═════ Dataset entries
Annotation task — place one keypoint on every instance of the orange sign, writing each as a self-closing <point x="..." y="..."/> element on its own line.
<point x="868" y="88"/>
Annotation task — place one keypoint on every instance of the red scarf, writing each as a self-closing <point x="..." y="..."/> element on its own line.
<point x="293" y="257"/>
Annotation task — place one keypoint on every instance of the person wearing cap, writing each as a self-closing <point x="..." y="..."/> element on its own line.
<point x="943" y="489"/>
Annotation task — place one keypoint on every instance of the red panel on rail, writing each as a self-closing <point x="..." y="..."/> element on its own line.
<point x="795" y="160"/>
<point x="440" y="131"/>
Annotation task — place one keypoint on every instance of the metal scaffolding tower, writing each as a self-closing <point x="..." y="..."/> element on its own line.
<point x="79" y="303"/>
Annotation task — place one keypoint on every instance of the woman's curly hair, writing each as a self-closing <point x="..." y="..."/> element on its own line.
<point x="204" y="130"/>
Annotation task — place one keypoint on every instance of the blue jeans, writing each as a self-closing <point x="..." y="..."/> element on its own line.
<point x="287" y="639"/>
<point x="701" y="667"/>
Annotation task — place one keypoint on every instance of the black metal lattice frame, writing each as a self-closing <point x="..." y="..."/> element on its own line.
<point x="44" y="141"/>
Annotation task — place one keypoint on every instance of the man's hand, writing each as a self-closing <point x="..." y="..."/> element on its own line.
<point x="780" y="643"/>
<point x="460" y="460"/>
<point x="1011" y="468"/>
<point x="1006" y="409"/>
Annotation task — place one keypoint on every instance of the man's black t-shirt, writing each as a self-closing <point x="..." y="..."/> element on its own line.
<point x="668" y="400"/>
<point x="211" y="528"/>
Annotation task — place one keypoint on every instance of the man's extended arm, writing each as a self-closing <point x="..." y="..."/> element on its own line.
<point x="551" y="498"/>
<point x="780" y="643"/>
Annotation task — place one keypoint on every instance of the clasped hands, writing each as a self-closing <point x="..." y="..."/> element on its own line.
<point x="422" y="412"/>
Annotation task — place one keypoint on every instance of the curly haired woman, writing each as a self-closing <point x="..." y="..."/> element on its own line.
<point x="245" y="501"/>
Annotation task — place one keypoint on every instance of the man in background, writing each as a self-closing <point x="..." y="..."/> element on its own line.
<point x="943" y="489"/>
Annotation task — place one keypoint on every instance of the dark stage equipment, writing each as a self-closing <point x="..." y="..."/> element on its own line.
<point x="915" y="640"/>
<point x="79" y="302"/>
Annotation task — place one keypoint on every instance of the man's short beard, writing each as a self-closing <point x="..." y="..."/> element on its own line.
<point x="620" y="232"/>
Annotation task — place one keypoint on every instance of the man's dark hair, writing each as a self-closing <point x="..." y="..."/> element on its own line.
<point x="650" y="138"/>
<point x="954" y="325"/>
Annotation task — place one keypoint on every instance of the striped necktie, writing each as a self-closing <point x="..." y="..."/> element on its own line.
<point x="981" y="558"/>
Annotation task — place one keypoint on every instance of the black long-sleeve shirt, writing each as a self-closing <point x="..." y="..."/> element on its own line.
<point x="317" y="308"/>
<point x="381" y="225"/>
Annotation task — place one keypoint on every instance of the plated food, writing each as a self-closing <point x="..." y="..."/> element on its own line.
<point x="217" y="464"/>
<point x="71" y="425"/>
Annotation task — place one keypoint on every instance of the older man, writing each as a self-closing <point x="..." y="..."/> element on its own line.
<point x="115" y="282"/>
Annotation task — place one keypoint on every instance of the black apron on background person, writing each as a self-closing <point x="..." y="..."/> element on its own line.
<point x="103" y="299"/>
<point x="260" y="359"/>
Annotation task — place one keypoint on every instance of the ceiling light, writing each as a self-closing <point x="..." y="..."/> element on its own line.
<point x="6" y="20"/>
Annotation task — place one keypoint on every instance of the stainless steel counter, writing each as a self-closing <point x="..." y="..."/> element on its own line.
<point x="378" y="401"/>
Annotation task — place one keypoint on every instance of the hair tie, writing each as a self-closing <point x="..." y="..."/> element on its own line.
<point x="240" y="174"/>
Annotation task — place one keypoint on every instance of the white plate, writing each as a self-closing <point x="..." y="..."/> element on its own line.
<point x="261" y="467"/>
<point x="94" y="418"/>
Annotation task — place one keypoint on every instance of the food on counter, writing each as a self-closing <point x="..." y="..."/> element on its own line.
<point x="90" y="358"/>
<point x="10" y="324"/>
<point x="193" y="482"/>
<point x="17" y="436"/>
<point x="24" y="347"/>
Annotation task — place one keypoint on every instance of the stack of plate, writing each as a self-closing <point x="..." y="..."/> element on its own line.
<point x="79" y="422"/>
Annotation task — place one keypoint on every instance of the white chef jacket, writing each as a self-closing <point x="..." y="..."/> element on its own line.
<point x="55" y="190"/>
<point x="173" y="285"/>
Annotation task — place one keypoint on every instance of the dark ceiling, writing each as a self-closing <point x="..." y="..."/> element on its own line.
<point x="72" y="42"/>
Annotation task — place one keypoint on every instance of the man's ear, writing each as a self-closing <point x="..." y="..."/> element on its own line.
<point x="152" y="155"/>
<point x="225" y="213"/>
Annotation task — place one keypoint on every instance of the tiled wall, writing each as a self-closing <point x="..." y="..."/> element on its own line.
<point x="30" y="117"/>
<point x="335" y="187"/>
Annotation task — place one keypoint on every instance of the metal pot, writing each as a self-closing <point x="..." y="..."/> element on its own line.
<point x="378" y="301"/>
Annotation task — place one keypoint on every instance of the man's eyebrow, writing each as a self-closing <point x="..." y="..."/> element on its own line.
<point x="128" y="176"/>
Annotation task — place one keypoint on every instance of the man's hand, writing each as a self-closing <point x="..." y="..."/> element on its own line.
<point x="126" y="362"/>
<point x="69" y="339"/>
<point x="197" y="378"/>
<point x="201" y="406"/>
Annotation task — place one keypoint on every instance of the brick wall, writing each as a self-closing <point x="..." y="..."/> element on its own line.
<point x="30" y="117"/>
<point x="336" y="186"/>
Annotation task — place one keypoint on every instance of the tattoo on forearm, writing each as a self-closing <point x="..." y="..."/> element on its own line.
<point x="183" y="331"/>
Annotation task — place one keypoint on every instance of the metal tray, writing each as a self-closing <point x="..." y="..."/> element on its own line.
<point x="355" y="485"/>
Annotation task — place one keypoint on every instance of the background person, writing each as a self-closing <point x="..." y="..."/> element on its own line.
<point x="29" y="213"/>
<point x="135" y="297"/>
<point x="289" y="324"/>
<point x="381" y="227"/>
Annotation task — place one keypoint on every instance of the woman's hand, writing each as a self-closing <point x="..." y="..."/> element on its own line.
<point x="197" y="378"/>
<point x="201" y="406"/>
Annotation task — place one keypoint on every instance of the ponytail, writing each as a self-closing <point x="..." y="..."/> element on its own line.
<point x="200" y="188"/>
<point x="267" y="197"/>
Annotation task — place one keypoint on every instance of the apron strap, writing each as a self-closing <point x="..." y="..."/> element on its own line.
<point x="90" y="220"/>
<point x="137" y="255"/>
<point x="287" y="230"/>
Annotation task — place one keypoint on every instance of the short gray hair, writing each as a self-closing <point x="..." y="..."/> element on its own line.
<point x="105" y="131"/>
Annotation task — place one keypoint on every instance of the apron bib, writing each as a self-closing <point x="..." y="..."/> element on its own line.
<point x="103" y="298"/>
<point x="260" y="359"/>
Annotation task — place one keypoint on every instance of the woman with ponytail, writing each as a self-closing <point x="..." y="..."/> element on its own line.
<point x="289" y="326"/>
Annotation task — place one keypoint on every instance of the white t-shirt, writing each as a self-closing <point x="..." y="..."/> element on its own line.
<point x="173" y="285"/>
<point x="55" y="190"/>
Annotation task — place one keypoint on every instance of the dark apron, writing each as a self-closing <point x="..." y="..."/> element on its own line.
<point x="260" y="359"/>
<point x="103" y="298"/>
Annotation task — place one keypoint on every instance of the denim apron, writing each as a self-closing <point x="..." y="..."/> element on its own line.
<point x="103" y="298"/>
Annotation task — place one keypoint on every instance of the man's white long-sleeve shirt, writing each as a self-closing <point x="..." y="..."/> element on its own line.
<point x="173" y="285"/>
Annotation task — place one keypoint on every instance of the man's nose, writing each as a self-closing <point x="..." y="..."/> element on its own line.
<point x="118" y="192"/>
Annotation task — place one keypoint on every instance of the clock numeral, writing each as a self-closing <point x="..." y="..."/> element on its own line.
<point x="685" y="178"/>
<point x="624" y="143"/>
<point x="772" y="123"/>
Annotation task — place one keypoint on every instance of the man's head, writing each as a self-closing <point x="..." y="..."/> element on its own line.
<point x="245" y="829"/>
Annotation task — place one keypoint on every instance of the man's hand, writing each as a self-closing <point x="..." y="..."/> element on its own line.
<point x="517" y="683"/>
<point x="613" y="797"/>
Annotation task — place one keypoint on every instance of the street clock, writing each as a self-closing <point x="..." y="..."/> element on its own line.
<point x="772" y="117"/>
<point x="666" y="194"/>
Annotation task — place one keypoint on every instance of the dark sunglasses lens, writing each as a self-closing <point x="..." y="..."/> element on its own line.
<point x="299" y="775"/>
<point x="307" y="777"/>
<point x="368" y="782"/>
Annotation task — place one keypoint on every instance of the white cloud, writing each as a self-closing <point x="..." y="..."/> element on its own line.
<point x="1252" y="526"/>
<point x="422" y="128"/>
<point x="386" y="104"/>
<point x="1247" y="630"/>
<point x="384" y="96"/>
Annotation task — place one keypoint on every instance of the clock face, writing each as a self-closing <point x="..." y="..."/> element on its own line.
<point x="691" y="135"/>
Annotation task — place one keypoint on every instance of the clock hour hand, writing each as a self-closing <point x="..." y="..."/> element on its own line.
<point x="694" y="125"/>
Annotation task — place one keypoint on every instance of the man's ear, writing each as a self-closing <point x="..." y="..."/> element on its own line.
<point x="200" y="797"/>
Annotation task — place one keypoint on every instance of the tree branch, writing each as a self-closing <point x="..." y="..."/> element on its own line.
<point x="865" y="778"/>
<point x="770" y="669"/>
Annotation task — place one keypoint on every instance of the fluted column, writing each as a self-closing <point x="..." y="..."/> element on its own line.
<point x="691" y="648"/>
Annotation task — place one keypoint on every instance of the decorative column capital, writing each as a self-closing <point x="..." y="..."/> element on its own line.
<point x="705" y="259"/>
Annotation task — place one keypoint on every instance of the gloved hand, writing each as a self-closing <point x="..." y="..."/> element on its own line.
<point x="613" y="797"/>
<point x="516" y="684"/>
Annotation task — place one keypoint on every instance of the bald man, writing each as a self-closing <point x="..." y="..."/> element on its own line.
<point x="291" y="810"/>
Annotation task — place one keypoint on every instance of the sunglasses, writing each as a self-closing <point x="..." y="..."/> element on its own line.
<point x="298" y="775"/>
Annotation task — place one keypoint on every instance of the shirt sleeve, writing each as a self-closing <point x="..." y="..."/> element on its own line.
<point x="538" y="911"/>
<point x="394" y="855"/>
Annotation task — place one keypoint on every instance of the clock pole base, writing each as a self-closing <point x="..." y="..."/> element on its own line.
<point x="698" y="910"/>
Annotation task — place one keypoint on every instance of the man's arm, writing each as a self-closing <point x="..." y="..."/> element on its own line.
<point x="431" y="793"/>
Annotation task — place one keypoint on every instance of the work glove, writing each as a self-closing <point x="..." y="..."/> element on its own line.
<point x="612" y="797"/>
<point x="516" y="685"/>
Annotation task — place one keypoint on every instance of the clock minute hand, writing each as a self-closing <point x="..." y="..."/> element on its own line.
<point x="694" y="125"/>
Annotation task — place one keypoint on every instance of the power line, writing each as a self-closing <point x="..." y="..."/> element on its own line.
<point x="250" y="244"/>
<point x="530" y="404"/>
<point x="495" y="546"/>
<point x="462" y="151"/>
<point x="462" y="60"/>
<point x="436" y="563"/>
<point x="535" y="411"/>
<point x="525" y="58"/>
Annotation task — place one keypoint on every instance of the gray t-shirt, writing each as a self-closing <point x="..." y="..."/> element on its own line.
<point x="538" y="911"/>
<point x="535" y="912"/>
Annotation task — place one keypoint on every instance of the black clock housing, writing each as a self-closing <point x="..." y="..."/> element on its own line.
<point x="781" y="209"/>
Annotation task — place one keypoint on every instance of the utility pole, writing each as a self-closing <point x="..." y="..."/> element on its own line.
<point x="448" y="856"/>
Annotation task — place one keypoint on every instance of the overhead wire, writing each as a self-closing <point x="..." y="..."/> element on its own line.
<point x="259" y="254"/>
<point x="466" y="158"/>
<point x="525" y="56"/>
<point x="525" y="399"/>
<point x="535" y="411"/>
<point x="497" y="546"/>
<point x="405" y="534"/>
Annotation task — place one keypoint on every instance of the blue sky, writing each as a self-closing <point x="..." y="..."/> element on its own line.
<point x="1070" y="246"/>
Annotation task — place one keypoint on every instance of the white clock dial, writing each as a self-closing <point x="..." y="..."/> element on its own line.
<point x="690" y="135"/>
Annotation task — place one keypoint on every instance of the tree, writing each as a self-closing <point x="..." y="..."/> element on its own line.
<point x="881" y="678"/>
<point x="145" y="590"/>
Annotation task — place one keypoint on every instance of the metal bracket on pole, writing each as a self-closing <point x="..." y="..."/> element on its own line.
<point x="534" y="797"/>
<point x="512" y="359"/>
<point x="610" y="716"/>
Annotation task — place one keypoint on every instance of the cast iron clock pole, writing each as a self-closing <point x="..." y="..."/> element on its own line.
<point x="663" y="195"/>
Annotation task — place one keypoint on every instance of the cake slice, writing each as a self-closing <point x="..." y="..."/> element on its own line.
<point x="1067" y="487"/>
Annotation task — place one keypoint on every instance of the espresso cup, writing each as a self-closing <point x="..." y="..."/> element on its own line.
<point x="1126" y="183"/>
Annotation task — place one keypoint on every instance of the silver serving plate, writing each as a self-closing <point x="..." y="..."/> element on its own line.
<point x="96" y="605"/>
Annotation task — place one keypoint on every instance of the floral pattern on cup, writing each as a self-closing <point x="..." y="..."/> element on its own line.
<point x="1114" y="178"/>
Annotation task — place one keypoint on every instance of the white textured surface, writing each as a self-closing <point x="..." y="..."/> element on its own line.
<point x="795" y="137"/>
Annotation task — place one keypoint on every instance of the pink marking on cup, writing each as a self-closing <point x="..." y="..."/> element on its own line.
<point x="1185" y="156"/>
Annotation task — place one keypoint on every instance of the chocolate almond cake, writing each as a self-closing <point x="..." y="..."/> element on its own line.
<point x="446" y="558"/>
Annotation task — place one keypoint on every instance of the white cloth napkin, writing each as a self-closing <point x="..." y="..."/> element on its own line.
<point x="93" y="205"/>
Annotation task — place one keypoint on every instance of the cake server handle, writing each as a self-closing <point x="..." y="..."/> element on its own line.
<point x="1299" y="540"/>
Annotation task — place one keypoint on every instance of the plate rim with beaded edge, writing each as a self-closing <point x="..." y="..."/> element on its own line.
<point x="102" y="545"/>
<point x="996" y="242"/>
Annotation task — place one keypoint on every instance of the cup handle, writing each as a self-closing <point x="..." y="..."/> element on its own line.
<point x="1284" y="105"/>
══════════
• [What to do] From the line holding "of the floral" to the last line of the records, quote each line exactly and add nothing.

• [Written response]
Annotation task — place one keypoint on every instance of the floral pattern on cup, writing each as a self-closing <point x="..." y="..."/> element on its own line.
<point x="1114" y="178"/>
Annotation task — place one keypoint on every instance of the white textured surface, writing each as a self-closing <point x="..." y="..."/> element on its own line.
<point x="795" y="137"/>
Annotation task — place one keypoint on every instance of the pink marking on cup, writing each as a self-closing <point x="..." y="..."/> element on its own line.
<point x="1185" y="156"/>
Annotation task — place one keypoint on every instance of the chocolate almond cake, writing each as a self-closing <point x="..." y="..."/> element on its own line.
<point x="446" y="558"/>
Annotation task — place one keypoint on every instance of the white cloth napkin, writing each as a self-closing <point x="..." y="..."/> element on its own line.
<point x="93" y="205"/>
Annotation task — place one keypoint on every instance of the cake server handle, writing each as a self-closing <point x="..." y="..."/> element on its own line.
<point x="1299" y="540"/>
Annotation task — place one keypoint on every instance of the plate rim with beaded edge, writing each as a self-closing <point x="..." y="..."/> element on its own line.
<point x="102" y="545"/>
<point x="996" y="242"/>
Annotation task — place one keypoint on every instance of the cup handle, writing each as a self-closing <point x="..." y="..."/> element on its own line.
<point x="1284" y="105"/>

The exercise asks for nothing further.